• **Task instructions**
Write the next few paragraphs of the article on contaminated soil at the proposed Pump House Park, starting after its final quote.

• **Supplied text**
################

Significantly, back when the public health department played more of a role reviewing and monitoring, it didn’t like the idea of capping.

“They wanted to see much more excavation so the soil could be sent for proper treatment,” says Miller.

In the case of the proposed Pump House Park, city bureaucrats who would know about water and soil samples from the site referred questions from NOW to communications and consultation.

There, Lisa Boynton suggests in an e-mail response that what info the city has is too complex for laypeople to absorb and that, moreover, the city may not have to do anything at all to remediate the site.

“While historic investigations have identified chemicals that exceed the Ministry of the Environment standards for some contami­nants,” writes Boynton, “at this time, not enough detailed information is available to determine the need for re­medial actions, nor is enough in­for­mation available to assess potential remedial technologies.”

Since 2005, a public Record of Site Condition (RSC) to ensure that con­tam­inants are within permissible limits has had to be filed with the provincial Ministry of the Environment before aproval can be given for brownfield redevelopment. But there are gaps in the legislation.

An RSC is only required when a dif­ferent land use than the existing one is being proposed – switching, for example, from industrial or commercial uses to residential.

It’s not so clear that an RSC will be filed for the Pump House Park proposal. The city could argue that the lands have been used as a park for decades, even though it’s a works site.

Councillor Bussin believes that cap­­ping whatever contaminated soil is buried at Pump House Park should suffice.

“I’m fairly confident once fill goes in,” she says. “We’ve allowed it to be used for recreational purposes for as long as I’ve been alive and before that.” Bussin says a cap of up to 1.3 metres is the requirement for parks land, but as little as a third of that, 30 centimetres or 1 foot, has been used in the past.

But how far do you go? Contaminants tend to percolate up through the soil, coming to rest within the first few inches below the surface.

Laura Jones says there’s no consen­sus on capping. “If you didn’t want people using the land, then capping it is good enough. But if you’re concerned about groundwater, you’d cer­tainly need a more extensive cleanup. And I don’t think any government is willing to do that.”

################

(Segmentation mask records)
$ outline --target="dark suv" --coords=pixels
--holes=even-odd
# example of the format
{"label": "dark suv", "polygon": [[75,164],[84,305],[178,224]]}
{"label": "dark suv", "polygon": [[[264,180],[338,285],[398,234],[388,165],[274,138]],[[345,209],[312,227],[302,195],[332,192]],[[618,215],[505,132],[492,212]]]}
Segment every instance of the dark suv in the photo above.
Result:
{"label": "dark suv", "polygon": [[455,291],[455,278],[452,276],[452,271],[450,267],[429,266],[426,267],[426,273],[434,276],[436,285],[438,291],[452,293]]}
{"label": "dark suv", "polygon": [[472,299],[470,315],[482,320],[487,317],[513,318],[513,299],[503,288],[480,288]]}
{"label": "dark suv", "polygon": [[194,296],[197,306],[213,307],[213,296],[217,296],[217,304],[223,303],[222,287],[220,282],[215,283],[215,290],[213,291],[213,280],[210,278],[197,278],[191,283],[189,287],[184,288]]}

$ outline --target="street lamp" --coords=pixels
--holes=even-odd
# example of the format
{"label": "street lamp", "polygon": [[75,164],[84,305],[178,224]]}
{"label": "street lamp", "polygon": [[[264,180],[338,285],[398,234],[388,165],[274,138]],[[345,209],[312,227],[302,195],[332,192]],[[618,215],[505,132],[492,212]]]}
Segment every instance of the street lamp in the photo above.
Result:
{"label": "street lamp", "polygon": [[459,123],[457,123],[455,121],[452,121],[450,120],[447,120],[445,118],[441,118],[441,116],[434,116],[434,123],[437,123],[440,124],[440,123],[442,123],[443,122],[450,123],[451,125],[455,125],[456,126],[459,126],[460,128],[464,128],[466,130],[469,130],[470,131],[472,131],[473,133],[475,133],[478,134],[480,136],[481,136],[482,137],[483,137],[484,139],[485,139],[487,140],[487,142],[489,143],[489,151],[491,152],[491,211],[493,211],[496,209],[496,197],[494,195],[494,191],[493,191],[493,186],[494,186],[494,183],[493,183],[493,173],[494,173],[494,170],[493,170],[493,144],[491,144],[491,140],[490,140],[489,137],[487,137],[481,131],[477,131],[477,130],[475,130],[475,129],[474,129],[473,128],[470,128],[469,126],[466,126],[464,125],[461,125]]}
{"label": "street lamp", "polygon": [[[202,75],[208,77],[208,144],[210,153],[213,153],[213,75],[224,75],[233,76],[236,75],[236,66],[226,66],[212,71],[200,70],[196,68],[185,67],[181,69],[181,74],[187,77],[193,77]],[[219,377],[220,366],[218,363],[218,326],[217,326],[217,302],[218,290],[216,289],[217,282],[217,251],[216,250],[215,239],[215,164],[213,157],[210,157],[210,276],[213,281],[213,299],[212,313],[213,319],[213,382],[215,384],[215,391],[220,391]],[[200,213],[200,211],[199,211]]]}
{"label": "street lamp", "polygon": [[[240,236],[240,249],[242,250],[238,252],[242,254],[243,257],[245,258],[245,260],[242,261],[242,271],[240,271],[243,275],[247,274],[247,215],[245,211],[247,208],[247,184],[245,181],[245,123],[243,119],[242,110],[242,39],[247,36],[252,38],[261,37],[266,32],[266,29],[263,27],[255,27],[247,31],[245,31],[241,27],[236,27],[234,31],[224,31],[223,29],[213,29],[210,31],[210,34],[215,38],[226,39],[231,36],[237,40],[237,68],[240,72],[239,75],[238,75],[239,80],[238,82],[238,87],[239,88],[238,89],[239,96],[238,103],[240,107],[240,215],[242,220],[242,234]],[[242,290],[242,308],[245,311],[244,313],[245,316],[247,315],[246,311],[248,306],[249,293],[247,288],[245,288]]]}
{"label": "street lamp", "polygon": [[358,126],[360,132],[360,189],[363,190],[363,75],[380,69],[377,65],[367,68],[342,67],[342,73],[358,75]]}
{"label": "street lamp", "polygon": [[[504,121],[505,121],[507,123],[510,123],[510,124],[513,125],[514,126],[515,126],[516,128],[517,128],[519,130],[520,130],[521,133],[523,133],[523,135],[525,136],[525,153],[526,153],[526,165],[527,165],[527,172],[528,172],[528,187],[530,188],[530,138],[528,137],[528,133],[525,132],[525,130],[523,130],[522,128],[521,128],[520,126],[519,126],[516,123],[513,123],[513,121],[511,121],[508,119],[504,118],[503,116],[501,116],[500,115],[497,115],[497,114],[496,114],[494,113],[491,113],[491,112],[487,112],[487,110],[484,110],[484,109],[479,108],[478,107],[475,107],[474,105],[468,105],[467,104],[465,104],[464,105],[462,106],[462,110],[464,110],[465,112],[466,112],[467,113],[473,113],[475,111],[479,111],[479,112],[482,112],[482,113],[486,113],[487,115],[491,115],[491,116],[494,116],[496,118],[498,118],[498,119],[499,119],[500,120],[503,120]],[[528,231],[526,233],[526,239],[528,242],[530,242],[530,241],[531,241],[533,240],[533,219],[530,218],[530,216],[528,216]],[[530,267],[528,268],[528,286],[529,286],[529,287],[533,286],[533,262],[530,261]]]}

################

• **Exercise answer**
What strikes Jones most of all is the generally inadequate testing pro­­cess. “They’re not benchmarking. They go in and do bore holes for a year or just before the project is put in. But they don’t do anything to give you a trend over time and prove that land has been remediated.”

Rewind to 2002, when all manner of heavy metals, including lead and cadmium, and arsenic were discovered at Leslie, a block from the pro­posed Pump House Park, under a section of the Gardiner levelled to make way for an art installation, bike lanes and a park.

The promised park never materialized after the contamination was dis­covered and the city decided the costs of remediating on site were prohibitive. It was capped instead.

Residents weren’t happy, but after much kicking and clawing by then councillor Jack Layton, council agreed in 2004 to set up a committee of staff and residents to monitor the site. A sign warning users of contaminated soil was also proposed.

But the monitoring committee hasn’t met since April 2006. And the promised sign is nowhere to be seen. The city and area residents, it seems, can’t agree on the wording.

“Staff don’t want any part of it,” says community activist Bill Brown, a member of the committee. “With the new administrative structure they’ve got now, accountability is really an issue.”

Councillor Paula Fletcher says the Gardiner site is being monitored, although there’s been no report to the monitoring committee. She says the medical officer of health still has to sign off on remediation projects.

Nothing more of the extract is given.